DIRECTIONS:
Please locate every line in the rows below that contains the word "onion" and copy each one.

PROVIDED RECORDS:
========================================================================

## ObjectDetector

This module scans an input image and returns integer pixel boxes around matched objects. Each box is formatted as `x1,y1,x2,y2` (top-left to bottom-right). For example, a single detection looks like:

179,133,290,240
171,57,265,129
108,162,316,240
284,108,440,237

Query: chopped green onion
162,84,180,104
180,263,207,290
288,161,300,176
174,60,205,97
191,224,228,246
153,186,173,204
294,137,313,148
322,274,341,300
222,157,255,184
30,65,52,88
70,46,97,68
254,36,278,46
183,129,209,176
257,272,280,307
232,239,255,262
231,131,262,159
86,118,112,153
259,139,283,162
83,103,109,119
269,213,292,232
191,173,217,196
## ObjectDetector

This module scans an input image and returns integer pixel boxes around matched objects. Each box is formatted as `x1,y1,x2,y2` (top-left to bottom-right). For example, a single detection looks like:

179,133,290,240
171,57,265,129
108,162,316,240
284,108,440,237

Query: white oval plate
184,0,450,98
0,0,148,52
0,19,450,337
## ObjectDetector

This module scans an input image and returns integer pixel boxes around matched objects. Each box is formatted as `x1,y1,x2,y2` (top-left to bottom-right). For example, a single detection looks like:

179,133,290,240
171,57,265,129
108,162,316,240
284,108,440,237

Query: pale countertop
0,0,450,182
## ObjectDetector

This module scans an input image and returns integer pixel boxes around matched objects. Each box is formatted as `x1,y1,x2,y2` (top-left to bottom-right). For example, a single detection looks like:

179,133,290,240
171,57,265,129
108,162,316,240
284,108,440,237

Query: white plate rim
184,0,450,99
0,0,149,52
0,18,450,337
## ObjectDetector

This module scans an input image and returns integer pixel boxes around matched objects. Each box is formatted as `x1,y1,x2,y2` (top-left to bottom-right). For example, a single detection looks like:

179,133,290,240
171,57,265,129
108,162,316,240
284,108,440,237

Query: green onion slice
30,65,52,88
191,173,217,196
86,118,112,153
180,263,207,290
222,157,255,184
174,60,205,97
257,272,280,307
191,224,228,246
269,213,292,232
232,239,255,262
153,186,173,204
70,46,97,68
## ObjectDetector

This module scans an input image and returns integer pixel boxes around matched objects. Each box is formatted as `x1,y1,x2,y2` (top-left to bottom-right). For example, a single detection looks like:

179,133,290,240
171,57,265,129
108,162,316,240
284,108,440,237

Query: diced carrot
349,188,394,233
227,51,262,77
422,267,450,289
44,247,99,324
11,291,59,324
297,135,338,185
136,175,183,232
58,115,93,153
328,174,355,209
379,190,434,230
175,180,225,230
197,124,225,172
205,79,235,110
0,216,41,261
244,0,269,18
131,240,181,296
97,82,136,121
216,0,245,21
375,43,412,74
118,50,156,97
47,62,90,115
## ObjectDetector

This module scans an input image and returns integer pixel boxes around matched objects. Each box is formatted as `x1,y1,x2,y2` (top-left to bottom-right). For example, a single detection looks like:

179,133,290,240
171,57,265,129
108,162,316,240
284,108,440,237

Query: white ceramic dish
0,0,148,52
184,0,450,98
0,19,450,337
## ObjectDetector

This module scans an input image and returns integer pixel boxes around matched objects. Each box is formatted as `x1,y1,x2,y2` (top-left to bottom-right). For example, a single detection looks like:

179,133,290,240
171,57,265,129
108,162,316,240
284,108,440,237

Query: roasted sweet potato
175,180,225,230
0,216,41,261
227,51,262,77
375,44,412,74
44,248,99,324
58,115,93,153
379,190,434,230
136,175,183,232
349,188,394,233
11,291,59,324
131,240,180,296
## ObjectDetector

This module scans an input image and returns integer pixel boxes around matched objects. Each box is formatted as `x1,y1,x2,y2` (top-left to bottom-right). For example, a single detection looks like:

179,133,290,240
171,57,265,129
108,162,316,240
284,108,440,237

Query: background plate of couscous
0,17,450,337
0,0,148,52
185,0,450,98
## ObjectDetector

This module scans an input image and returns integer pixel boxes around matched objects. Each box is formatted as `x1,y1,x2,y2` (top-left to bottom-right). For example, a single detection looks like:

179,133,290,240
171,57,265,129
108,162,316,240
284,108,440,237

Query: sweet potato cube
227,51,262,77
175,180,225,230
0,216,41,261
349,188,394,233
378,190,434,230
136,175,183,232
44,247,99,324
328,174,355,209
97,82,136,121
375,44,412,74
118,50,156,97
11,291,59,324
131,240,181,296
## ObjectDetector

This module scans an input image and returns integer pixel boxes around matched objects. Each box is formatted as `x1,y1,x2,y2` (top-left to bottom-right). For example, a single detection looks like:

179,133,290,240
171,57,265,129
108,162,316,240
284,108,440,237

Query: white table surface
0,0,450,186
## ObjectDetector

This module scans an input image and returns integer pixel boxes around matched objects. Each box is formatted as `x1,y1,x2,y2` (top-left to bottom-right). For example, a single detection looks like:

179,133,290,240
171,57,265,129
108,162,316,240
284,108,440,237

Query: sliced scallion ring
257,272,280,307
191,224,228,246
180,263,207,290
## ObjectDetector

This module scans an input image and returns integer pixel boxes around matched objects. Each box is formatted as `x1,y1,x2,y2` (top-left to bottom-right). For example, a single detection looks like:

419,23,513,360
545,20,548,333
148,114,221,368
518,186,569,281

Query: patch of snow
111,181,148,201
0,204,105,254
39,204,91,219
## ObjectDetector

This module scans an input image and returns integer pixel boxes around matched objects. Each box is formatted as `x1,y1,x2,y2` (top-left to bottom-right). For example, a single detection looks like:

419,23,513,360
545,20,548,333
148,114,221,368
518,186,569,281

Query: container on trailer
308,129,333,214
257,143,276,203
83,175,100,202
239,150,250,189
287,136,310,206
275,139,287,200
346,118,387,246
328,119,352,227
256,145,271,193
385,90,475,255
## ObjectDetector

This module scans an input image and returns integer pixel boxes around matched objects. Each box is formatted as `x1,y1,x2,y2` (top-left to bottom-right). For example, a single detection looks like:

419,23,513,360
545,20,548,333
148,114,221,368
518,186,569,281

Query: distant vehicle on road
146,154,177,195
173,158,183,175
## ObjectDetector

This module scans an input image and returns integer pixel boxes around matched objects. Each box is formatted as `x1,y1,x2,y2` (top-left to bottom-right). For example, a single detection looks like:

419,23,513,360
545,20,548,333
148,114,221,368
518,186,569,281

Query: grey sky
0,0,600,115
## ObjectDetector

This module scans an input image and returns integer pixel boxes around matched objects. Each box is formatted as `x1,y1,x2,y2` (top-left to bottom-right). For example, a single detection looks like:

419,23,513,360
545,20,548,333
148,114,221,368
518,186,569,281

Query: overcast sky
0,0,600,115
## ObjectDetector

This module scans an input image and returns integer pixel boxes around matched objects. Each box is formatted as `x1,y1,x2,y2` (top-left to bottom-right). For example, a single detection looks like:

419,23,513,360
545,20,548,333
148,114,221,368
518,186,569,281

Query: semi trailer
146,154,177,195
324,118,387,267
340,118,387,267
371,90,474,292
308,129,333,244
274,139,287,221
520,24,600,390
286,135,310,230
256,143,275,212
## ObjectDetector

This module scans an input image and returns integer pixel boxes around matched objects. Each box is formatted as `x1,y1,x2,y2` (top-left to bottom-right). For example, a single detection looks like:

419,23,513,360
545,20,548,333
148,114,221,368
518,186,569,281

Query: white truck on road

========================================================================

FINISHED ANSWER:
Query: chopped green onion
Query: green onion slice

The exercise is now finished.